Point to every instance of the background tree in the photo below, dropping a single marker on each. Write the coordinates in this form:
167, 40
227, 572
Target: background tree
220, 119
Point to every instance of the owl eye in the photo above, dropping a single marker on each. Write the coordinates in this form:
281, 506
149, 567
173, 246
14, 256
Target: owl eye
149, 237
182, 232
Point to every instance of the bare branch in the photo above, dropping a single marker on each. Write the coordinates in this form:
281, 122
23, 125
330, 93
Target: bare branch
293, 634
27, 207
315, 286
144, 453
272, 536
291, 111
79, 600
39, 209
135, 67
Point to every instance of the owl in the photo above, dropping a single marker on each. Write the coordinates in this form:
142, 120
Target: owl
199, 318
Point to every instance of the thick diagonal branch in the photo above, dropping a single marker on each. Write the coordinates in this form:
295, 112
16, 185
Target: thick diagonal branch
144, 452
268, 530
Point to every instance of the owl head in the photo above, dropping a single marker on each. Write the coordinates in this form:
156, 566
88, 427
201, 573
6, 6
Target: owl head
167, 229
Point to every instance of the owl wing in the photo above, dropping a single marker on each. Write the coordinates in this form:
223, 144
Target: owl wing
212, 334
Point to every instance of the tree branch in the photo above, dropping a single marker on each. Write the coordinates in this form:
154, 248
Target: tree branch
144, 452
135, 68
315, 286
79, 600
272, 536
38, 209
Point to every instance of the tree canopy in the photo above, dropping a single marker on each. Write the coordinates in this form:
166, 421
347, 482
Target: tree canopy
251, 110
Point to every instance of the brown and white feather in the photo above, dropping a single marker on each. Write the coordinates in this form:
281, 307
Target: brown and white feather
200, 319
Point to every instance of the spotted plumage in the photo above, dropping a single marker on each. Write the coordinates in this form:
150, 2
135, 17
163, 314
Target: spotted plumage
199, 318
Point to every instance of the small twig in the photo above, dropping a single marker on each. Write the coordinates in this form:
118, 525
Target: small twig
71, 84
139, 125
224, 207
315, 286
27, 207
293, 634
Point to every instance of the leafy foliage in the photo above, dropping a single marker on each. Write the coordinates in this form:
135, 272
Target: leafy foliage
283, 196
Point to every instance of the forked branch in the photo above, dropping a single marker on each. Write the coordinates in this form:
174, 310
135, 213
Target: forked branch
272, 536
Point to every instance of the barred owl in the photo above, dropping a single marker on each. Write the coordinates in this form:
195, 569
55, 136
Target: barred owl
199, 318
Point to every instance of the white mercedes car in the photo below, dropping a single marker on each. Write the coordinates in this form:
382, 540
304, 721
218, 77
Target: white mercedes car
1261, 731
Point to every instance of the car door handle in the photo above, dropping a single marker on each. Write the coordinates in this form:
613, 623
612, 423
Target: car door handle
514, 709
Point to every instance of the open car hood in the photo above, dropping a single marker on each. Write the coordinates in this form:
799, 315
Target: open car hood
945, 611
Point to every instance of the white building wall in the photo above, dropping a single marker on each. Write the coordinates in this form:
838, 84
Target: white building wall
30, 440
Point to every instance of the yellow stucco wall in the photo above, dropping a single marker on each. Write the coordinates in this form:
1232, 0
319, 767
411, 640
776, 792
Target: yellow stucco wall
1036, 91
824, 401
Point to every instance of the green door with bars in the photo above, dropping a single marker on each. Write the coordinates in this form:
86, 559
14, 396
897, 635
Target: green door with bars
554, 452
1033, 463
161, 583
━━━━━━━━━━━━━━━━━━━━
▶ **Task statement**
Each line in the material with "below" in it must be reported.

▶ **Task output**
Point to every instance of the background tree in the photo below, dropping a single marker on each. Write the coordinates in this form:
Point to every instance of the white mercedes car in the photo below, dropping a single marker on each. Write the coordinates in this form:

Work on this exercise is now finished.